BEGIN Raw data
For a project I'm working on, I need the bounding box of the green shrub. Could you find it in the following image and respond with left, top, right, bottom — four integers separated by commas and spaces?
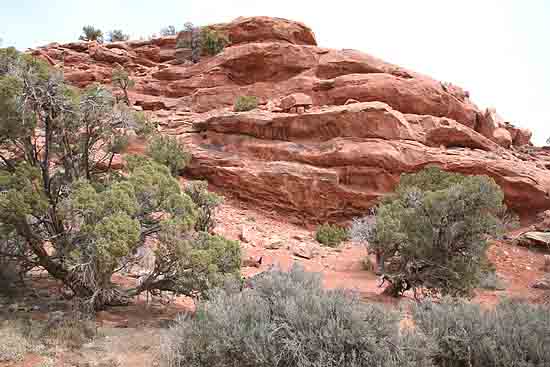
79, 25, 103, 43
200, 27, 228, 56
362, 167, 506, 298
233, 95, 258, 112
161, 265, 429, 367
315, 223, 348, 247
411, 298, 550, 367
184, 180, 222, 233
176, 23, 227, 63
147, 135, 191, 176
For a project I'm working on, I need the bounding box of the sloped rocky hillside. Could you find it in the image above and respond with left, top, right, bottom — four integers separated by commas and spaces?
30, 16, 550, 222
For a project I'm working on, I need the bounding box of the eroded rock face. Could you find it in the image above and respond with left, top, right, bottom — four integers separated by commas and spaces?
195, 102, 420, 142
29, 16, 548, 223
211, 16, 317, 46
184, 120, 550, 221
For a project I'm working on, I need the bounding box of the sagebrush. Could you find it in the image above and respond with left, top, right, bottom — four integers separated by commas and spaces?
161, 265, 430, 367
412, 298, 550, 367
478, 271, 507, 290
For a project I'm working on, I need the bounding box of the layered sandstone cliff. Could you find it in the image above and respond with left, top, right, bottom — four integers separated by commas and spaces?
30, 16, 550, 222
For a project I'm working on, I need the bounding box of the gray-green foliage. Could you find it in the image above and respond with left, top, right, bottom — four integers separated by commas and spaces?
147, 135, 191, 176
360, 167, 507, 297
184, 180, 222, 233
478, 271, 507, 290
234, 95, 258, 112
107, 29, 130, 42
161, 265, 430, 367
79, 26, 103, 43
160, 26, 177, 36
0, 48, 240, 309
411, 298, 550, 367
179, 23, 202, 63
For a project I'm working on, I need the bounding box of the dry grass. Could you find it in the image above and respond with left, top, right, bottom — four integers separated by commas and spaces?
42, 316, 98, 350
0, 322, 30, 362
0, 319, 47, 363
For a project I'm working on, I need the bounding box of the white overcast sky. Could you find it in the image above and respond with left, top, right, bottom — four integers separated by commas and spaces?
1, 0, 549, 144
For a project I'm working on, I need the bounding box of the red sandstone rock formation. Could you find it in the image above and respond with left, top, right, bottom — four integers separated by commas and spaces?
29, 16, 549, 222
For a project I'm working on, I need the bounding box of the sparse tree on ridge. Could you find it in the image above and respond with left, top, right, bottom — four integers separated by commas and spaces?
160, 25, 176, 36
79, 25, 103, 43
107, 29, 130, 42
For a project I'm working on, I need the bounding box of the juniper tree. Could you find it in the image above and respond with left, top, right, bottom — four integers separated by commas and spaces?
355, 167, 506, 298
0, 48, 240, 310
79, 26, 103, 43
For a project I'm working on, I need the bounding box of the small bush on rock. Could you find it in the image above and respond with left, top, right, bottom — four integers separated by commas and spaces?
412, 298, 550, 367
234, 95, 258, 112
107, 29, 130, 42
200, 27, 228, 56
176, 23, 227, 63
161, 265, 430, 367
315, 223, 348, 247
160, 26, 177, 36
79, 25, 103, 43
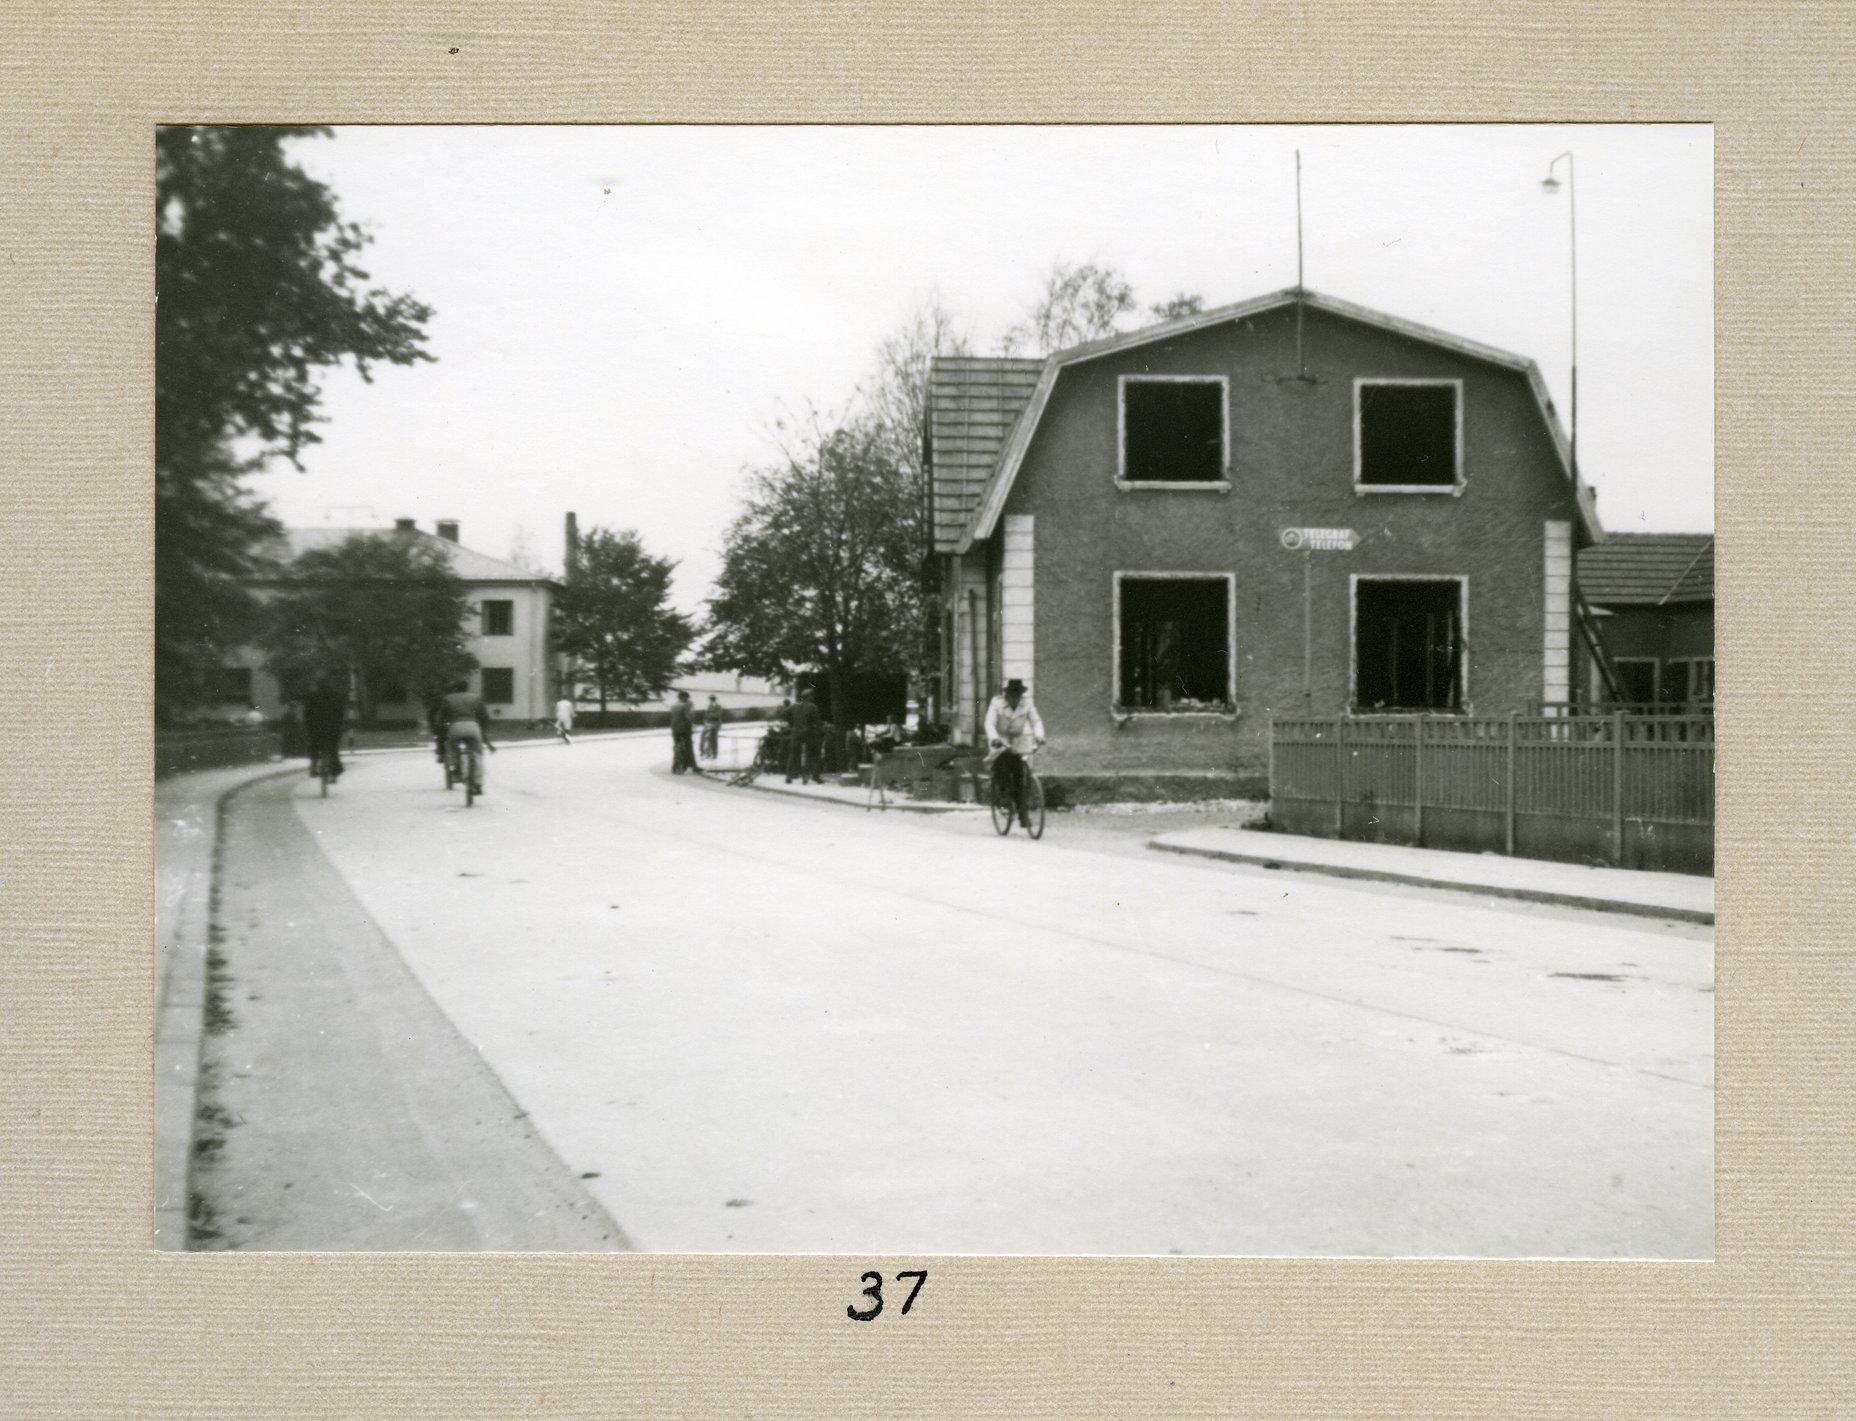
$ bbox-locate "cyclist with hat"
END Raw data
◆ **What you have to do**: Pictures must be left out. Repeat exactly the lines from the one containing "of the small" through the final line of the data.

◆ **Task result**:
For a project I'm working on, I need the bounding box of the small bush on rock. Could you find it in the image above and respond with left, top, right, bottom — four integers separated by commas and spaces?
412, 298, 550, 367
234, 95, 258, 112
107, 29, 130, 42
200, 27, 228, 56
176, 23, 227, 63
161, 265, 430, 367
315, 223, 348, 247
160, 26, 177, 36
79, 25, 103, 43
$ bbox-locate "cyclist with hat"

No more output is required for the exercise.